Gather every line in the rows below that contains the word "wooden", and copy each one. Case counts.

Extracted data =
--- Begin ---

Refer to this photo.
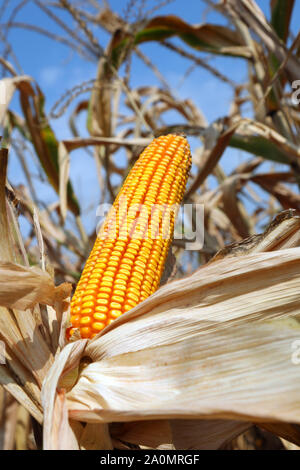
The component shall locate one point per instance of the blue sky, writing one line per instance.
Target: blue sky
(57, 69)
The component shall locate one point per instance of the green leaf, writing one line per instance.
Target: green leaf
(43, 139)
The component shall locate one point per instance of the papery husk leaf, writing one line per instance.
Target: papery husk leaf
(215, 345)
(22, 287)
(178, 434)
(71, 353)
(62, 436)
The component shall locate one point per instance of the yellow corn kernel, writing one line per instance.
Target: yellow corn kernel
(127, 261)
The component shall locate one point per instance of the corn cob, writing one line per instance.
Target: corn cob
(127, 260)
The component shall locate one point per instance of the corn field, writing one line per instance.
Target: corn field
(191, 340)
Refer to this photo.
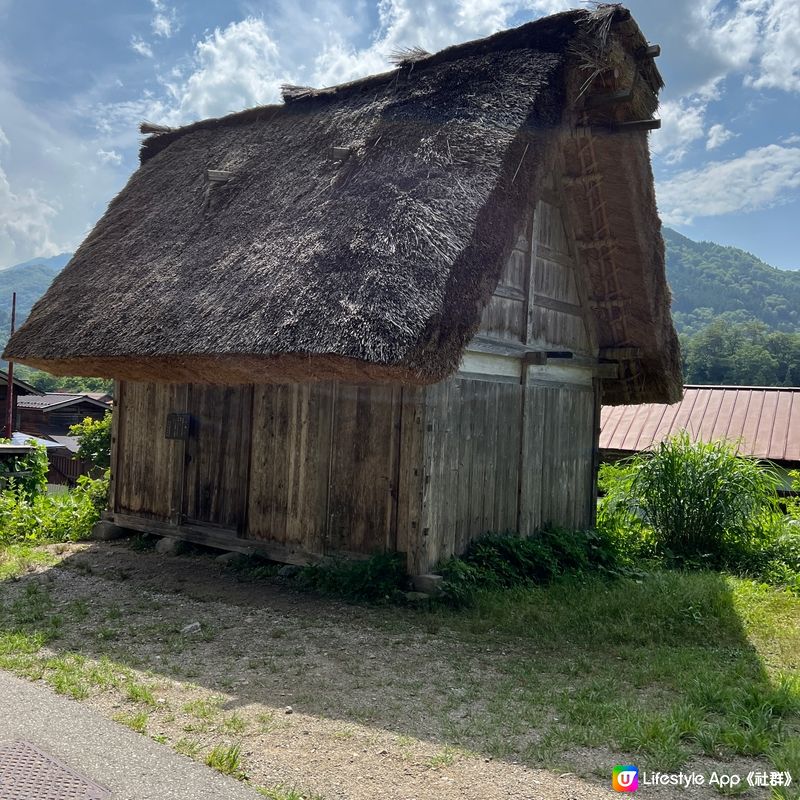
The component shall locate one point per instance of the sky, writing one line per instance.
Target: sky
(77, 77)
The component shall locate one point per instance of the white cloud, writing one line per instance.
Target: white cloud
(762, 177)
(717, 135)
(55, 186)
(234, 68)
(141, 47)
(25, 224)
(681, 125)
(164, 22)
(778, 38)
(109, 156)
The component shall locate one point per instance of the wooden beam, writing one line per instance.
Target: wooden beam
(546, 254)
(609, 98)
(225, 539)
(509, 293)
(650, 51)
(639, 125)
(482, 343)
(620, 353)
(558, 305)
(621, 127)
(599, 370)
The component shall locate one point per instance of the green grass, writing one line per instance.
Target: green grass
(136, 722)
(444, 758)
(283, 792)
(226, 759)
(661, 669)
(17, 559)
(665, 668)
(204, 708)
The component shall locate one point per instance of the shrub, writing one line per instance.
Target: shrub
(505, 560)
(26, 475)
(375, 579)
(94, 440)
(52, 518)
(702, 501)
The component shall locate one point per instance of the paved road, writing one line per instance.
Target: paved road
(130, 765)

--- End ---
--- Begin ---

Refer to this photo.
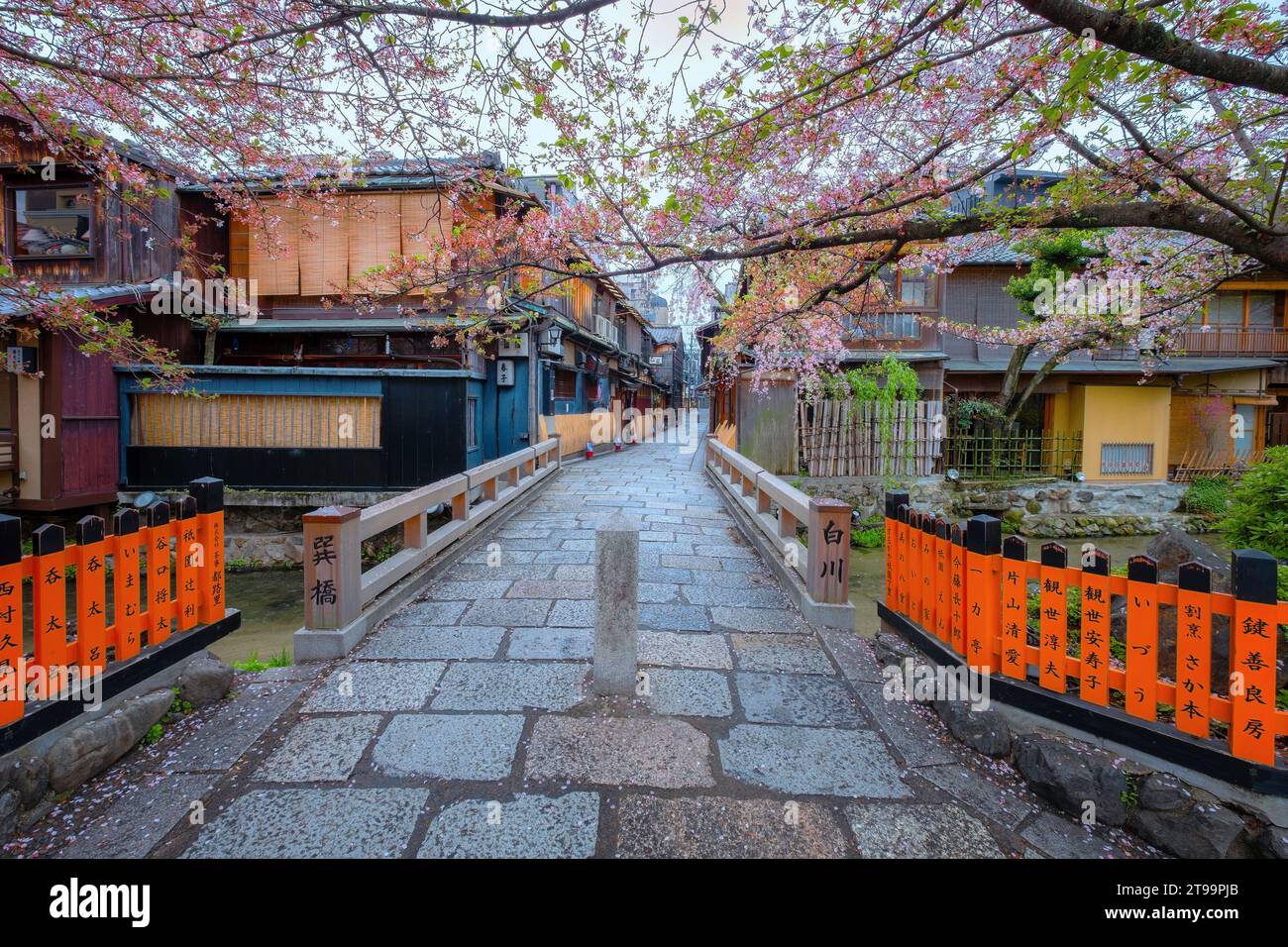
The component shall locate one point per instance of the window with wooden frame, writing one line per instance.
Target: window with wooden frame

--- End ---

Result of this task =
The component shall locate one point per instance of the wooden beam, writing one line per instance.
Target: wooden beam
The component shall locate one point per instance of the window with wooden frame, writing one line per instance.
Target: window with wooden frame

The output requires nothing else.